_Your instructions_
Identify each line in the records below that contains the string "glass", matching case exactly, and copy every such line.

[Data listing]
·····

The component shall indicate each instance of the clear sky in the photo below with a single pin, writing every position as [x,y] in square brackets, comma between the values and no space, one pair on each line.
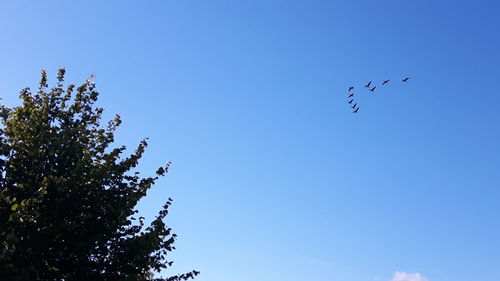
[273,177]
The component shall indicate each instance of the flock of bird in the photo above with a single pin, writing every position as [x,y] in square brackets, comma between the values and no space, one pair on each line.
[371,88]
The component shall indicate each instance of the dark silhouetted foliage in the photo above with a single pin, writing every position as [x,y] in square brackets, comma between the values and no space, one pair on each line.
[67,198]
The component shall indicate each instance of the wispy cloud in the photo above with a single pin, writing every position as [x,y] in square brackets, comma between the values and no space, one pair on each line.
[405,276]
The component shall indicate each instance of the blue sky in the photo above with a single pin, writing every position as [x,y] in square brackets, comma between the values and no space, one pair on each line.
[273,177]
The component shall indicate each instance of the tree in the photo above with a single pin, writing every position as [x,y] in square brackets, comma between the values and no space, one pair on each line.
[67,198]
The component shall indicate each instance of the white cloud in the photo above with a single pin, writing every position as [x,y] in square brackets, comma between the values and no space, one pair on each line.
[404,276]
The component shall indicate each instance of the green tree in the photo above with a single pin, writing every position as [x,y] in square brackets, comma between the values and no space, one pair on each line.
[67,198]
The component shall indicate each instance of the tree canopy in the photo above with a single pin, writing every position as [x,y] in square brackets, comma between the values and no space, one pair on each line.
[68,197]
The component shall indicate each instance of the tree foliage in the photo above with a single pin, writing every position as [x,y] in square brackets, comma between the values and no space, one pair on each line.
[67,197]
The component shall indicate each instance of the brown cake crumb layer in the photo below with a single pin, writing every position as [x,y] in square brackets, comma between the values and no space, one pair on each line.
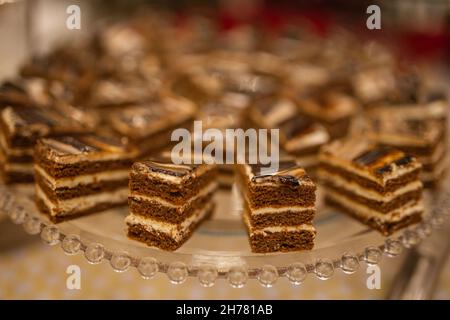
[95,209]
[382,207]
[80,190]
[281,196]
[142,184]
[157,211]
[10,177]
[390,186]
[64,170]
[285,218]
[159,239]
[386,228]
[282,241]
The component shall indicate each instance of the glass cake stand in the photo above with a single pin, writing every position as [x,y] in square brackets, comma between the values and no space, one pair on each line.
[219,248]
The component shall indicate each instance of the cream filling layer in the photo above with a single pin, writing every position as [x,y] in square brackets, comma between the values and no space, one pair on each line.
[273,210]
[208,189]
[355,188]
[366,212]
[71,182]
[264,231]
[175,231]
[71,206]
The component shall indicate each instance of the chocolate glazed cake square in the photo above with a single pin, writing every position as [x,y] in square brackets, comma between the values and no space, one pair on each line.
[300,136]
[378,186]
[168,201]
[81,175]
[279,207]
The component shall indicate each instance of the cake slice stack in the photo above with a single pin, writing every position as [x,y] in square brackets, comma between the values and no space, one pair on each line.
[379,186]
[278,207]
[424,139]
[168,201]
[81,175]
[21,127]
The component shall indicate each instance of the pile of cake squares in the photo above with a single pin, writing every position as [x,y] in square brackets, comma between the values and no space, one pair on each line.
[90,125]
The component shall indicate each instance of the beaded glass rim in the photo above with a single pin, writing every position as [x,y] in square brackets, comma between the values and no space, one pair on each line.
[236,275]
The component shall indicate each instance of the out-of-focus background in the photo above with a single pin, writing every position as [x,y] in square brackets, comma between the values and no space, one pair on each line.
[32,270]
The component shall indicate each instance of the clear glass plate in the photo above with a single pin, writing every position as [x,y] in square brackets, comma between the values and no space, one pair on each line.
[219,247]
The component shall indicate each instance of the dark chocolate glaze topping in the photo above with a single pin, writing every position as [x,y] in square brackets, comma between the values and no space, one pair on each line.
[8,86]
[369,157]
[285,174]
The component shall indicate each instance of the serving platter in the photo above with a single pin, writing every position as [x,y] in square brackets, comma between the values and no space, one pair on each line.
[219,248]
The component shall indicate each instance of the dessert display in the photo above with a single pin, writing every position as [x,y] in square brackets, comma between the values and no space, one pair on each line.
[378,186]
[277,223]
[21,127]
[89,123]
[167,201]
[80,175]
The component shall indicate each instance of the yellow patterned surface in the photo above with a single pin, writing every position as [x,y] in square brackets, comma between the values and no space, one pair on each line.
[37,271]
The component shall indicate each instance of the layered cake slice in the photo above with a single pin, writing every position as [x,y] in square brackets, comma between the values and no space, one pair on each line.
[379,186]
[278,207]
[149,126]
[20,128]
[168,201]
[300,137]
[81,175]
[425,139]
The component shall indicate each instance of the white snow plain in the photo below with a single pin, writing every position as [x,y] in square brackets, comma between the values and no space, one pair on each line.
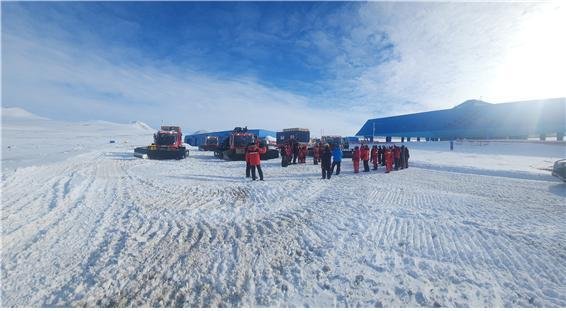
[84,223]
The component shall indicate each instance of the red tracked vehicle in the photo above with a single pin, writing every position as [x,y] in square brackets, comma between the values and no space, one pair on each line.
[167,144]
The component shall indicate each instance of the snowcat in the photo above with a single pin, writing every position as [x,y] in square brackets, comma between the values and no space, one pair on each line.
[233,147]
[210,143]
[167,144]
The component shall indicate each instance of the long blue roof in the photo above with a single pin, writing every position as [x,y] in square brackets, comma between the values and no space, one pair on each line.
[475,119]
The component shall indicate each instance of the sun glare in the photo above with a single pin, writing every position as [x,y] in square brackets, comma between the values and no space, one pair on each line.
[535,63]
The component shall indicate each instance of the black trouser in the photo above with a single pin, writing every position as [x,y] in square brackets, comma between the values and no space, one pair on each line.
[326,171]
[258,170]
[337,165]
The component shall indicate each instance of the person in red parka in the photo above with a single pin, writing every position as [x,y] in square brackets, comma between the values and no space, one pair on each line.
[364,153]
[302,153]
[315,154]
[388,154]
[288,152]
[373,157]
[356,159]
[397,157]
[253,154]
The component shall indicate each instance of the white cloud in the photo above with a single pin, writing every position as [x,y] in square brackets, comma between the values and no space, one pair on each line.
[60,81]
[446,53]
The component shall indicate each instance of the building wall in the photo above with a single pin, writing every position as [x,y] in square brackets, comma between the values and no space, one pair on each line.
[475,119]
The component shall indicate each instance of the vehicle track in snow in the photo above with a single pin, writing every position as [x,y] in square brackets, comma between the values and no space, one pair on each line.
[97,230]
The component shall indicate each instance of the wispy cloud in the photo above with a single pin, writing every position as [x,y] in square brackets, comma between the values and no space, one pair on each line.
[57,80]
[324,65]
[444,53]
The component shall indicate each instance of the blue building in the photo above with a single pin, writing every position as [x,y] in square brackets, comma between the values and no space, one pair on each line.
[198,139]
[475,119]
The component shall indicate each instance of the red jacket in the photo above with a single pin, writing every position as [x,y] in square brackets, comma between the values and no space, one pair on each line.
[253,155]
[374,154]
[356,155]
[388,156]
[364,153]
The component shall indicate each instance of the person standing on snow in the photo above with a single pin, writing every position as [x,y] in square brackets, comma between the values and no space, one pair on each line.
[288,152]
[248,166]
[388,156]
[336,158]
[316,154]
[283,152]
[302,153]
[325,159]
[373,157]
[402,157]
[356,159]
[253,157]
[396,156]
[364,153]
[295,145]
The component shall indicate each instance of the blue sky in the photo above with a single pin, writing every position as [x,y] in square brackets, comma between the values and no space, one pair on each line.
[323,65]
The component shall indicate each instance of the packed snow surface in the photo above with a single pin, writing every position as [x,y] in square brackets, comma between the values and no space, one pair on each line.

·····

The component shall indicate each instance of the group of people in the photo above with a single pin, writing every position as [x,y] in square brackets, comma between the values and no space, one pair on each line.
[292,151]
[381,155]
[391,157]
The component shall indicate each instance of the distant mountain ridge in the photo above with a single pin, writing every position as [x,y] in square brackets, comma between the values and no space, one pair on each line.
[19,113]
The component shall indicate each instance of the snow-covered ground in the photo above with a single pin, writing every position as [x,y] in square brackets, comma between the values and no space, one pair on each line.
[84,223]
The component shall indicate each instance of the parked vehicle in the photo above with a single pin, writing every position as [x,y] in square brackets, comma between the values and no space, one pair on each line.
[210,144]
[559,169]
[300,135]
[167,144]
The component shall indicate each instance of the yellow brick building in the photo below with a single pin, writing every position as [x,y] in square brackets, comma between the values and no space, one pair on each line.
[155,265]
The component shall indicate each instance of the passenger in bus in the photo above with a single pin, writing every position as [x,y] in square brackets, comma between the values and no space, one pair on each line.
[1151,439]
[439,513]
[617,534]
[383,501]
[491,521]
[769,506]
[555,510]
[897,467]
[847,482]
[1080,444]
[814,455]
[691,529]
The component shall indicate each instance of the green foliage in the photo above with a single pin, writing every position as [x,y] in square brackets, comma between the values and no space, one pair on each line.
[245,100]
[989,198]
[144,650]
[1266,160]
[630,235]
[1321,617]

·····

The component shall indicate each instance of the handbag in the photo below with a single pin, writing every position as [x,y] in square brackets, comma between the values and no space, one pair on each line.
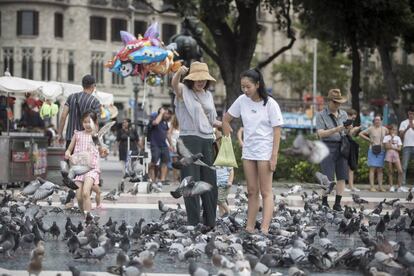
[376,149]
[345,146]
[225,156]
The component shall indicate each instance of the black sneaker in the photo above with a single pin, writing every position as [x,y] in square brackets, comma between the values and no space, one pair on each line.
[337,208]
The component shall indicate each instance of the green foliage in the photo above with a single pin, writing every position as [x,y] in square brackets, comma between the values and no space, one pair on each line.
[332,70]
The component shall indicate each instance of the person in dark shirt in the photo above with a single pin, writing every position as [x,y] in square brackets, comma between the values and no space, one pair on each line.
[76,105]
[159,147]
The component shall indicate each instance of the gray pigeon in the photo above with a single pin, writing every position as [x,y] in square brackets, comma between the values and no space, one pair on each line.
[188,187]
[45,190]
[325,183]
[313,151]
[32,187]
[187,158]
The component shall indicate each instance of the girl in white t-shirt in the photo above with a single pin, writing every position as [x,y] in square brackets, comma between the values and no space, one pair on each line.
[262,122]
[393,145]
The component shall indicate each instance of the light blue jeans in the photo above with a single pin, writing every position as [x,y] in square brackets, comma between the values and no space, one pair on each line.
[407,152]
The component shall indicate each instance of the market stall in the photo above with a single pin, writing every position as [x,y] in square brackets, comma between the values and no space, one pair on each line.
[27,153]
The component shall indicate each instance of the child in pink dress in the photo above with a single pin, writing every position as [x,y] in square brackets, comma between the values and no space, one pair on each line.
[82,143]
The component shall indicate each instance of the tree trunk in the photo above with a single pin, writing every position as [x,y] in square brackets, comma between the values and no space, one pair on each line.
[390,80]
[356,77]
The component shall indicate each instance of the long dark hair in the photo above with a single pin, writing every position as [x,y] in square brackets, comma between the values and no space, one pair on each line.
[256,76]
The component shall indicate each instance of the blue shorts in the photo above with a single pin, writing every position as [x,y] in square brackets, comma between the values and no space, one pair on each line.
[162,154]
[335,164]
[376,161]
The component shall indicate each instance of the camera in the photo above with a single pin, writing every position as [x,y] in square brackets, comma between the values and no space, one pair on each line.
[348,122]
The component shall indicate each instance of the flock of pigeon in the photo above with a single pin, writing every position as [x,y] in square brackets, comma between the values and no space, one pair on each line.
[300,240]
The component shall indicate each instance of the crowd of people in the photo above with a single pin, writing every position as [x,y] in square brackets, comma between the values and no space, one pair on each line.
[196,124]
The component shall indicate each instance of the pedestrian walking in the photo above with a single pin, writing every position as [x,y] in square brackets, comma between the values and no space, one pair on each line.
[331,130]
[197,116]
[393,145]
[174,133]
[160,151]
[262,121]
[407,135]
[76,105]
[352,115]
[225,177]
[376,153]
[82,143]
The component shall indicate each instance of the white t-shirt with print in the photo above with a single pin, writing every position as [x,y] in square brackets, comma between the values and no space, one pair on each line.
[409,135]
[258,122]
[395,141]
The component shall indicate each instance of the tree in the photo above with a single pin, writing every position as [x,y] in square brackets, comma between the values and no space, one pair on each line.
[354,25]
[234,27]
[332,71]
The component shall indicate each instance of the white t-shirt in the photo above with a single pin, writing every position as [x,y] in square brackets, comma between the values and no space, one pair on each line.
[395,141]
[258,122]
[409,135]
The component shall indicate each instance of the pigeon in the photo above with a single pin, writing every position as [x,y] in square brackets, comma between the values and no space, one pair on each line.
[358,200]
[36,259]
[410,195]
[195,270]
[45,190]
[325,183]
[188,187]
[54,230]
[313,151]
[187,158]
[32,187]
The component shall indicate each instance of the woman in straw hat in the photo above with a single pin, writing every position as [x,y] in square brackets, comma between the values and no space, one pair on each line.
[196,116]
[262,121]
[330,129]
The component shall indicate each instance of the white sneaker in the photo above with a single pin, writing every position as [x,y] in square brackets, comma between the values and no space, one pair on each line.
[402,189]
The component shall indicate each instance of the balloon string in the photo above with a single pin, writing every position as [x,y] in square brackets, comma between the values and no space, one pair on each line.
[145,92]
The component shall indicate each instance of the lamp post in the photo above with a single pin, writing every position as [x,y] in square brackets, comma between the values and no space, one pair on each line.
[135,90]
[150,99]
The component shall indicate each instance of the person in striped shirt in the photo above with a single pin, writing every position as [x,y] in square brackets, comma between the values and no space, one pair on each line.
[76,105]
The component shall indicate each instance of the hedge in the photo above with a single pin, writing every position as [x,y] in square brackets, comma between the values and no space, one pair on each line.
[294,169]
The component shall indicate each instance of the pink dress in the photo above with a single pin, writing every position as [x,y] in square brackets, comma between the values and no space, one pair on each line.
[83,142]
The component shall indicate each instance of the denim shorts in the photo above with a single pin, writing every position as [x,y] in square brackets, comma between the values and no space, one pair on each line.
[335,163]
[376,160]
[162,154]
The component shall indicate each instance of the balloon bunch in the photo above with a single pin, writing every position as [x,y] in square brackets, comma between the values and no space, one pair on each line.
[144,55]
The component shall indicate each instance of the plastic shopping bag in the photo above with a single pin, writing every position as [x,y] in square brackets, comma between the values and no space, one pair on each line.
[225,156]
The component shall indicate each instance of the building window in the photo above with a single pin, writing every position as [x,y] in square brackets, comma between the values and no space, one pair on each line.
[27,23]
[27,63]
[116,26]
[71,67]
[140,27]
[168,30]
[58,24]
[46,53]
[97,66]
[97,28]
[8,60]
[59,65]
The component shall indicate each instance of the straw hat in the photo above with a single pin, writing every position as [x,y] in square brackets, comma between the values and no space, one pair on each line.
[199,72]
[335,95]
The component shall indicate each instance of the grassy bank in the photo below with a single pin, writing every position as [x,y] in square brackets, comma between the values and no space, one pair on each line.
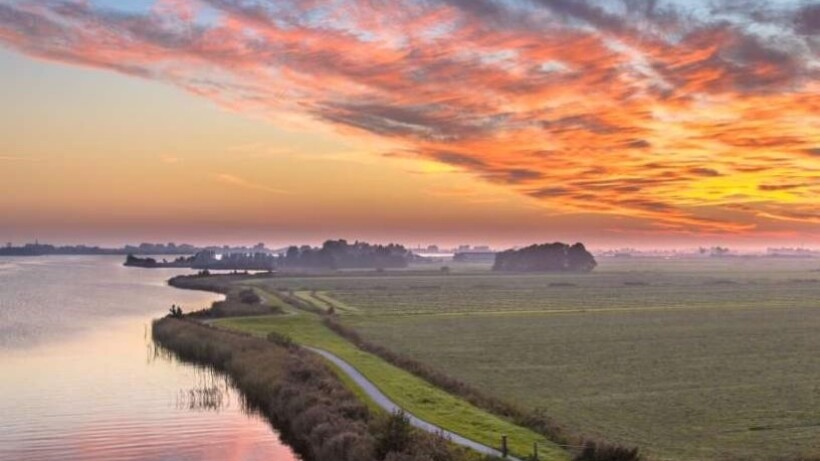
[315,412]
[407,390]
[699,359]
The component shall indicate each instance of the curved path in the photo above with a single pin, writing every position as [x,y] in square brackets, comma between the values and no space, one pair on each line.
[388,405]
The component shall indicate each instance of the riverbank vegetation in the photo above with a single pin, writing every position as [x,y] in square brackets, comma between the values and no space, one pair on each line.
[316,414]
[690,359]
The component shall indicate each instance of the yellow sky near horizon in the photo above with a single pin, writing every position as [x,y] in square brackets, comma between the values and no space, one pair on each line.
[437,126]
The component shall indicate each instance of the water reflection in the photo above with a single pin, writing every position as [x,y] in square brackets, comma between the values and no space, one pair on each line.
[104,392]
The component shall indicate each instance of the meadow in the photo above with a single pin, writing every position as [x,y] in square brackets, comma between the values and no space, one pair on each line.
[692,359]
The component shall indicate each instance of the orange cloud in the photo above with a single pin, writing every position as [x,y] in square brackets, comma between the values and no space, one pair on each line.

·····

_Task output_
The component shall indicate each instance of the glass cake stand in the photo above with a single pin, writing every position as [x,y] in square brackets, comma between the values and no space, one pair on each line.
The component shall indicate each instance of the beaded glass rim in the photo above with a single pin, writing every position as [x,y] in square brackets, comma between the values and no space, one pair on each line.
The component shall indicate each instance of the clear glass plate in the photo above with a single pin, writing every position as [x,y] in square brackets, comma between the values and no space, one pair on each line.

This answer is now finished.